= MATERIALS PROVIDED =
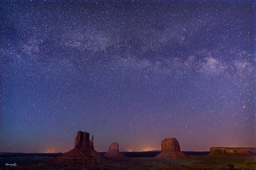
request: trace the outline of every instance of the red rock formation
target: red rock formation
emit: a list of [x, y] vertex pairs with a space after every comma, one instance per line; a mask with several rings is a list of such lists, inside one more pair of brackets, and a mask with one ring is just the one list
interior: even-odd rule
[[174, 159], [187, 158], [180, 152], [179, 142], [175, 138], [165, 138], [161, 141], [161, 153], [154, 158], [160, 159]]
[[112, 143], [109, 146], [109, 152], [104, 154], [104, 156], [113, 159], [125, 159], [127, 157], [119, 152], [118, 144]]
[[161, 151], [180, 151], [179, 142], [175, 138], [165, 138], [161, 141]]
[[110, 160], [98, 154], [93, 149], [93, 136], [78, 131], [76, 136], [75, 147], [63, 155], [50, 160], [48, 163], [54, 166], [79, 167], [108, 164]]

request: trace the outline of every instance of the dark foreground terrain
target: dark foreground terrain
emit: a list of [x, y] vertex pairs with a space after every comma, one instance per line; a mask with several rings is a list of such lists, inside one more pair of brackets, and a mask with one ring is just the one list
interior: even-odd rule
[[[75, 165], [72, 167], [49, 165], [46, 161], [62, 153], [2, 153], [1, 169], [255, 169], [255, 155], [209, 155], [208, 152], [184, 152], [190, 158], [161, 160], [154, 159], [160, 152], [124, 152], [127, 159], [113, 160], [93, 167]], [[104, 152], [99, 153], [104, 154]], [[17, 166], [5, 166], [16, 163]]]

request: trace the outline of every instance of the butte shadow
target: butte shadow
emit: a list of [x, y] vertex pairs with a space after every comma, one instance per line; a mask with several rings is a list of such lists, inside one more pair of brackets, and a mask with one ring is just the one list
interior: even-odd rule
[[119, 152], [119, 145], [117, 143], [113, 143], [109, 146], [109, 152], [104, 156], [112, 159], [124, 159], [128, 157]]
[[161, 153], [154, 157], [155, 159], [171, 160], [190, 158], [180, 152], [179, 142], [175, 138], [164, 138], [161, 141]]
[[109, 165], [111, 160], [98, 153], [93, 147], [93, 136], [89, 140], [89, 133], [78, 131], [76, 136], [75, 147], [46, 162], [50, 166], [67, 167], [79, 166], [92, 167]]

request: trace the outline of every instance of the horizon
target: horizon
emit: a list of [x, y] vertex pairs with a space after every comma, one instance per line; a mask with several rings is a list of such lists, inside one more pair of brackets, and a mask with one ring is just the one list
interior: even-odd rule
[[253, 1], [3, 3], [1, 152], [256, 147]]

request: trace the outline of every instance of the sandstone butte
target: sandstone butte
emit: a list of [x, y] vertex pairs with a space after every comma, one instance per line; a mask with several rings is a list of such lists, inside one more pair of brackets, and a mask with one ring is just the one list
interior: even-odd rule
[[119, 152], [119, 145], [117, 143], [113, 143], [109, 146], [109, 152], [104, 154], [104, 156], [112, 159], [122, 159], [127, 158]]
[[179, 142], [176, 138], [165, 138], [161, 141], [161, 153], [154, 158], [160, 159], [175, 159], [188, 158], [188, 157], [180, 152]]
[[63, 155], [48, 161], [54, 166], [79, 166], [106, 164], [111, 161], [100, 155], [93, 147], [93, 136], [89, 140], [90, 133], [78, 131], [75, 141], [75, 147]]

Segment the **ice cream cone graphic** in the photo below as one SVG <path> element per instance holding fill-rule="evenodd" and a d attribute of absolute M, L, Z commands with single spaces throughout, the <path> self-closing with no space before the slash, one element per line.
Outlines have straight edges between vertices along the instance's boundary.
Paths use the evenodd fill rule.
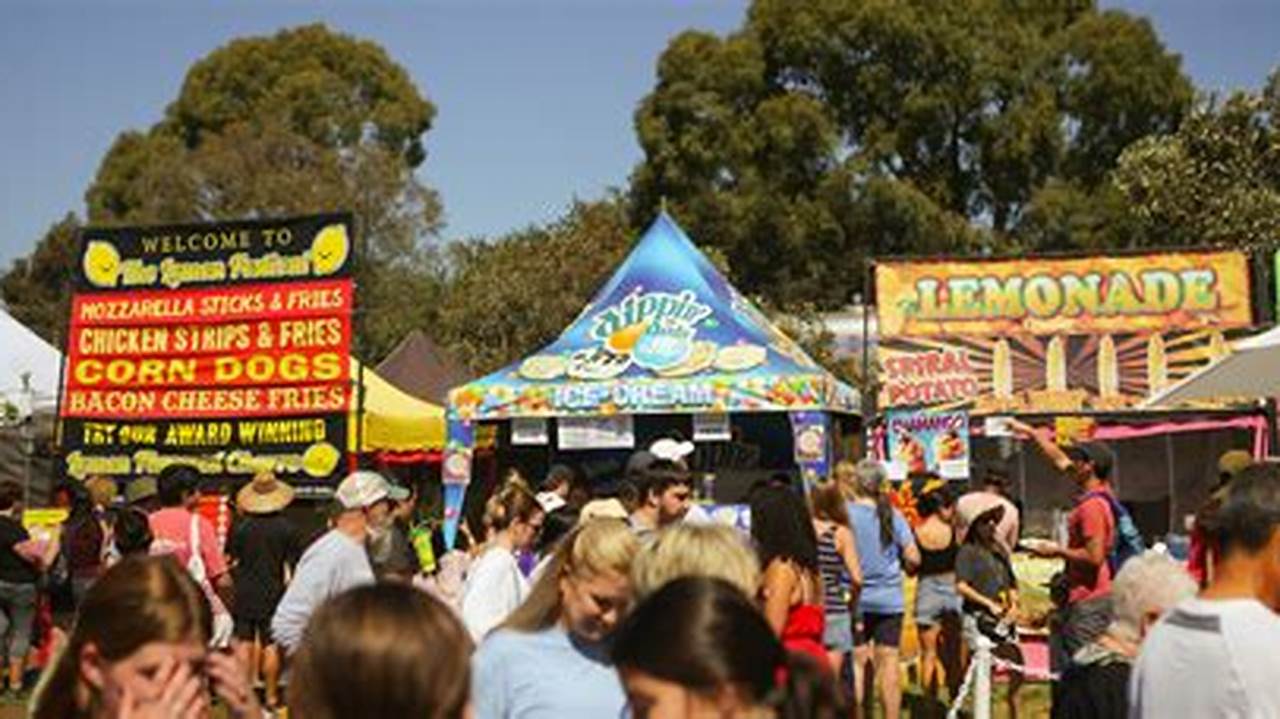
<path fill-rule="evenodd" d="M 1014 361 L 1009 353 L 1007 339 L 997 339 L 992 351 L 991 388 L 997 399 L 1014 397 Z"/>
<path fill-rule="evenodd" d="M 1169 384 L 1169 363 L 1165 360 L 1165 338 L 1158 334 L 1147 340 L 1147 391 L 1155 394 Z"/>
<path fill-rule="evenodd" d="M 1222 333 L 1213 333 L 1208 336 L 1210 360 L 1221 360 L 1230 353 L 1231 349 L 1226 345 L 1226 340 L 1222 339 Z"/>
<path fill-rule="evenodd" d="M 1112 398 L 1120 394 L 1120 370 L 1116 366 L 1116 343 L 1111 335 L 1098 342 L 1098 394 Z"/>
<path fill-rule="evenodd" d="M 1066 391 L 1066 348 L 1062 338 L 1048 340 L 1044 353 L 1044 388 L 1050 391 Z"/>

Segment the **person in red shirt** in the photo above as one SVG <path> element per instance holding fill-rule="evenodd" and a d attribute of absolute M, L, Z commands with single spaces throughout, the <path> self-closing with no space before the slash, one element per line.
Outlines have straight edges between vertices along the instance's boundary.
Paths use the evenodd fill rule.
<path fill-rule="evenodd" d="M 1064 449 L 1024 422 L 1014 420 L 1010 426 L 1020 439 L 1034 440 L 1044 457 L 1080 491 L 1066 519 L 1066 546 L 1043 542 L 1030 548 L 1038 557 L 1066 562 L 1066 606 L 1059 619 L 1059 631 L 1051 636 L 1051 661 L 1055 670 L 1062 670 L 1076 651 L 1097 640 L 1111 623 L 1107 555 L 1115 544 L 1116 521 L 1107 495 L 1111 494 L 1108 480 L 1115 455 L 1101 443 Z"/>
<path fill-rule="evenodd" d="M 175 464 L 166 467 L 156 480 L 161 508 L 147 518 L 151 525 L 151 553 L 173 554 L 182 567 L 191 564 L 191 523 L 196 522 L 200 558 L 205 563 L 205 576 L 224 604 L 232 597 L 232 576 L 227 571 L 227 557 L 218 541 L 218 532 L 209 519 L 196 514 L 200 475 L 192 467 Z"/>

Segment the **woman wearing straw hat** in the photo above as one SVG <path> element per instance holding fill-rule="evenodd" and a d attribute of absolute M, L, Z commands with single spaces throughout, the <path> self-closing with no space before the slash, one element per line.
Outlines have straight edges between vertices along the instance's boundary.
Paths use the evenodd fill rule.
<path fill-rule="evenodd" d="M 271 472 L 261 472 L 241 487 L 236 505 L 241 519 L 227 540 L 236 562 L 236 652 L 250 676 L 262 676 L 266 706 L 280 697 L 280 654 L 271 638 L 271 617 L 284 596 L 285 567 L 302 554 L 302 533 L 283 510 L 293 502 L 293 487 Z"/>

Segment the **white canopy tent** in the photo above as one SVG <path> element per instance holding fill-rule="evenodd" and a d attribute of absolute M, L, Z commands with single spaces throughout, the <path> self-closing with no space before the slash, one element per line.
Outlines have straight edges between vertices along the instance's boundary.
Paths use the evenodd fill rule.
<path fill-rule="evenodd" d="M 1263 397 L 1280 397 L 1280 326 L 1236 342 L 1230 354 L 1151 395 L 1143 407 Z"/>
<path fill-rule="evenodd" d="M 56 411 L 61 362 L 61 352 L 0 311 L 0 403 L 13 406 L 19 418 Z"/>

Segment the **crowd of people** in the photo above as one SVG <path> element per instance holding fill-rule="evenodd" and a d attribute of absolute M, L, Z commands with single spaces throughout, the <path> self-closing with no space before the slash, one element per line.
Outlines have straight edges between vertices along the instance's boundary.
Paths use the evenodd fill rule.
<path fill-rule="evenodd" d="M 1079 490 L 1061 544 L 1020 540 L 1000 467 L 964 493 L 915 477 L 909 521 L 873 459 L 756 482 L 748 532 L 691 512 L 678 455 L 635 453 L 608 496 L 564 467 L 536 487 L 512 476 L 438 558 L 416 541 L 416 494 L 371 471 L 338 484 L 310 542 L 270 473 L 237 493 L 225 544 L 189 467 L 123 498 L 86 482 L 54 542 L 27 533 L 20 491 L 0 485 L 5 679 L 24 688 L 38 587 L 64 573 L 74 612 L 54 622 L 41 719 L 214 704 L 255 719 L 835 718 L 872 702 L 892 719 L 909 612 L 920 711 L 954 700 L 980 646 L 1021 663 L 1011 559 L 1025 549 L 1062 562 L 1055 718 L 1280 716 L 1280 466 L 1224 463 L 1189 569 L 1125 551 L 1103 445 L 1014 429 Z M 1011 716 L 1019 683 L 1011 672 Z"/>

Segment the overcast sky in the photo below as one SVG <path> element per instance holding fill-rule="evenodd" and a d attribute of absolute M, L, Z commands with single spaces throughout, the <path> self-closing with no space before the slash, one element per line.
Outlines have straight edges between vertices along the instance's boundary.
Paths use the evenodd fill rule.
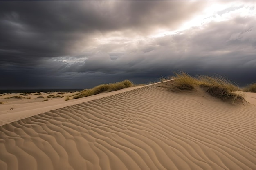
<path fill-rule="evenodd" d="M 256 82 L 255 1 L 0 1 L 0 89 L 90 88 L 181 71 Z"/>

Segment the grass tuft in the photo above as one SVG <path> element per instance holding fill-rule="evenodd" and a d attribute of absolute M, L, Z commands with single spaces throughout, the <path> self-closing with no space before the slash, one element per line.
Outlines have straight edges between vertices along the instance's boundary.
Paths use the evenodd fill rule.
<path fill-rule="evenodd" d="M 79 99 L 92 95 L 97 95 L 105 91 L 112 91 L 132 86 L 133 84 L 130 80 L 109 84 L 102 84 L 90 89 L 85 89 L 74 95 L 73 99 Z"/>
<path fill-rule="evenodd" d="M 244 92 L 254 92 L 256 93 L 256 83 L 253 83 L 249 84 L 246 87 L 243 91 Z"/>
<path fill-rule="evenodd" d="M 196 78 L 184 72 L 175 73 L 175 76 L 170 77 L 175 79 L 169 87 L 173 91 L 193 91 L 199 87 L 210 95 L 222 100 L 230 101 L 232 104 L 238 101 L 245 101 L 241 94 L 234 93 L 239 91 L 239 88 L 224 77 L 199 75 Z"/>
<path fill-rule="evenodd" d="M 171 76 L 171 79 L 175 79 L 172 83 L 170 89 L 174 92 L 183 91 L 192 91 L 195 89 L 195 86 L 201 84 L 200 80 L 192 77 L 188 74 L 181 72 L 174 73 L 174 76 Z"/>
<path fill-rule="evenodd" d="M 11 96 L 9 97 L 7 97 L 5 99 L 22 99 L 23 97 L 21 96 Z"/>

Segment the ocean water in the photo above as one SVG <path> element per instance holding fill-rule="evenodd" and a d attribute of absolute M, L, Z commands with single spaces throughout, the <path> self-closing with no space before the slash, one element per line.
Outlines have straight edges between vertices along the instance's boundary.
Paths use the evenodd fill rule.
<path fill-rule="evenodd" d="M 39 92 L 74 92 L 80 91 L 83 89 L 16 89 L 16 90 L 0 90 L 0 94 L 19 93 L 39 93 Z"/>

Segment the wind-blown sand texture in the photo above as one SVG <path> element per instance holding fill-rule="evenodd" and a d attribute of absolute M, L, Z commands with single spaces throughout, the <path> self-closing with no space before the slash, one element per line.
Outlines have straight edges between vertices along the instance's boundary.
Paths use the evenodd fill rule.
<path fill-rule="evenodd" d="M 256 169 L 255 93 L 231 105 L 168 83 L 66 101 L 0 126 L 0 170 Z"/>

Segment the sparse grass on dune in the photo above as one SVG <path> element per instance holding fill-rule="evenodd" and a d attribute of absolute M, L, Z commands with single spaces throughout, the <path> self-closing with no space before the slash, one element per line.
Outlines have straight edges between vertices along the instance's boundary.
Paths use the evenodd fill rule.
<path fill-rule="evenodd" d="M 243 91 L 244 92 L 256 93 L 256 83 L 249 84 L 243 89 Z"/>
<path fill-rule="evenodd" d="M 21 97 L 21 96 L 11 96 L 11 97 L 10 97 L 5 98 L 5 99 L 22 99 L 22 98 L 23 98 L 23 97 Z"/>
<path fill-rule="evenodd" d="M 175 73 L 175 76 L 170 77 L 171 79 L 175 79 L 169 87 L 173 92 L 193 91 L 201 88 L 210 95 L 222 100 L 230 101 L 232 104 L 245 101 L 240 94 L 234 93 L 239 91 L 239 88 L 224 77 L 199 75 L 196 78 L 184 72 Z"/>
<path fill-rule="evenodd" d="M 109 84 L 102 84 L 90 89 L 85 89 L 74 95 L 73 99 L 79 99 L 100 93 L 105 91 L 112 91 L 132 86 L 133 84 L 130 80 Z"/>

= WHAT TO WORK ON =
Rewrite everything from the line containing "request: trace the outline of every instance of the horizon" down to the line containing "[[253, 1], [3, 3], [1, 152], [256, 147]]", replacing "horizon" with "skyline" and leaving all else unchanged. Return only those lines.

= COMPLETE OUTPUT =
request: trace the outline of every instance of the skyline
target: skyline
emit: a list of [x, y] vertex pairs with a space after every comma, one instance per line; a mask with several rings is a list of such lists, inside one more pair of brackets, and a mask with one ring is just the one list
interior: even-odd rule
[[253, 1], [3, 3], [1, 152], [256, 147]]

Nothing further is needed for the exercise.